### Supplied records
:::::
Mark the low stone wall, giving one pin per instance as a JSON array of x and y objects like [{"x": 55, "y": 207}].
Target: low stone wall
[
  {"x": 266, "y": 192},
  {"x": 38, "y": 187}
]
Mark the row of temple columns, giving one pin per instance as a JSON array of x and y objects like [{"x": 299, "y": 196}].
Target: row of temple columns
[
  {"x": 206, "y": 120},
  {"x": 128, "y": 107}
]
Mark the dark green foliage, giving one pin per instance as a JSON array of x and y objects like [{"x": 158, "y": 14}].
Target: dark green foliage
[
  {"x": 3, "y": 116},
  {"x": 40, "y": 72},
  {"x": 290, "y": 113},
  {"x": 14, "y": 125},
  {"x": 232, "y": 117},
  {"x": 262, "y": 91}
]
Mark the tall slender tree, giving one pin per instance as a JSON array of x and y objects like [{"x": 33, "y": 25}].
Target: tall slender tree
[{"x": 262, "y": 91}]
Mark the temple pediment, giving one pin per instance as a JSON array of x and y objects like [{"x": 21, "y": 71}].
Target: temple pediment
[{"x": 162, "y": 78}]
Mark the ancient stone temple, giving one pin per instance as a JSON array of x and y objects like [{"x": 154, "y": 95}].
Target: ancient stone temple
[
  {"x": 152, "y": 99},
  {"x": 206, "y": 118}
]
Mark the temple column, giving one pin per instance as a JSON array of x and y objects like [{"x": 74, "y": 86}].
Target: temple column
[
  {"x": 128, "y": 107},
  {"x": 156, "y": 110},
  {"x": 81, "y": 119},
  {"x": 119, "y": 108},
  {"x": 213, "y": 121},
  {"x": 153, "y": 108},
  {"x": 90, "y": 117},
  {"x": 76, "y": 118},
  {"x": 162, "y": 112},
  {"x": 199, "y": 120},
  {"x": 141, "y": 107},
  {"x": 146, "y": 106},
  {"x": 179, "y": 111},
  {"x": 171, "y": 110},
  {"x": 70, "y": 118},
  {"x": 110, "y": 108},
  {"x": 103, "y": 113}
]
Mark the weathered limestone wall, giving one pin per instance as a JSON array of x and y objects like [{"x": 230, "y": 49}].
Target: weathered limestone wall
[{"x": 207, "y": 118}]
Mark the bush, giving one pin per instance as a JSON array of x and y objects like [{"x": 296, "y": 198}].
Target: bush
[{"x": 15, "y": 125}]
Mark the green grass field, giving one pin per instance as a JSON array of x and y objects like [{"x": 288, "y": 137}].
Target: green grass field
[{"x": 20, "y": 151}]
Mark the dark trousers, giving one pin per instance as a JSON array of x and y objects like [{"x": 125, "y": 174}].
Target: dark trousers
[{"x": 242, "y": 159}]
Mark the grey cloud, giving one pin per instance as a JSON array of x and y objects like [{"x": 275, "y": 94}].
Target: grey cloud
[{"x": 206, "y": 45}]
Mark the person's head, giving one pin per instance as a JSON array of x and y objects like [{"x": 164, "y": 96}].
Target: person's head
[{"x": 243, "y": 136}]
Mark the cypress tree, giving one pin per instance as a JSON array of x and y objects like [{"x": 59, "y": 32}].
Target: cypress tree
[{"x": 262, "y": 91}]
:::::
### What this task involves
Copy the material above, line for line.

### Problem solution
Mark the low stone wall, giving one pin per instance as a JSON array of x and y objects like [{"x": 55, "y": 207}].
Target: low stone wall
[
  {"x": 266, "y": 192},
  {"x": 38, "y": 187}
]
Mark the row of temple columns, giving one pin per instance as a JSON array of x and y objects like [{"x": 299, "y": 196}].
Target: row of temple columns
[
  {"x": 206, "y": 120},
  {"x": 128, "y": 107}
]
Mark the dark green foliage, giving one pin per instance as a JSON array of x and y objects like [{"x": 158, "y": 14}].
Target: dark green foliage
[
  {"x": 3, "y": 116},
  {"x": 40, "y": 72},
  {"x": 290, "y": 113},
  {"x": 14, "y": 125},
  {"x": 232, "y": 117},
  {"x": 262, "y": 91}
]
Mark the tall slender tree, giving one pin per instance as a JSON array of x and y objects like [{"x": 33, "y": 25}].
Target: tall slender tree
[{"x": 262, "y": 91}]
Mark the temple pediment, giving one pin per instance as a JSON array of x and y objects like [{"x": 21, "y": 71}].
Target: temple pediment
[{"x": 162, "y": 78}]
Mark the ancient stone temple, giving one pin per instance as a JSON array of x and y objects like [{"x": 154, "y": 95}].
Target: ancient stone temple
[
  {"x": 152, "y": 99},
  {"x": 206, "y": 118}
]
Mark the temple column, giving one pin per instance as a JSON array of x and y objects like [{"x": 74, "y": 86}].
Target: temple column
[
  {"x": 128, "y": 107},
  {"x": 156, "y": 110},
  {"x": 81, "y": 119},
  {"x": 119, "y": 108},
  {"x": 213, "y": 121},
  {"x": 153, "y": 108},
  {"x": 90, "y": 117},
  {"x": 76, "y": 118},
  {"x": 162, "y": 112},
  {"x": 199, "y": 120},
  {"x": 141, "y": 107},
  {"x": 146, "y": 106},
  {"x": 179, "y": 111},
  {"x": 171, "y": 110},
  {"x": 70, "y": 118},
  {"x": 110, "y": 108},
  {"x": 103, "y": 113}
]
Mark the weathered limestone wall, giving one pin per instance as a JSON array of x and y objects like [{"x": 230, "y": 49}].
Target: weathered limestone wall
[{"x": 207, "y": 118}]
Mark the bush, giving one pin per instance as a JSON array of x and y objects like [{"x": 296, "y": 198}].
Target: bush
[{"x": 15, "y": 125}]
Mark the green grass field, giving one pin per instance as a JSON array of x and y objects like [{"x": 288, "y": 137}].
Target: green grass field
[{"x": 20, "y": 151}]
Mark the dark trousers, giving one pin per instance as a JSON array of x and y objects like [{"x": 125, "y": 174}].
Target: dark trousers
[{"x": 242, "y": 159}]
Mark the grey cloud, giving one pin per instance as a JSON array of x and y objects like [{"x": 275, "y": 94}].
Target: grey cloud
[{"x": 206, "y": 45}]
Mark the person's head, giving one pin per instance as a JSON array of x and y objects like [{"x": 164, "y": 96}].
Target: person's head
[{"x": 243, "y": 136}]
Mark the cypress tree, giving one pin per instance as a JSON array of x and y objects like [{"x": 59, "y": 32}].
Target: cypress tree
[{"x": 262, "y": 91}]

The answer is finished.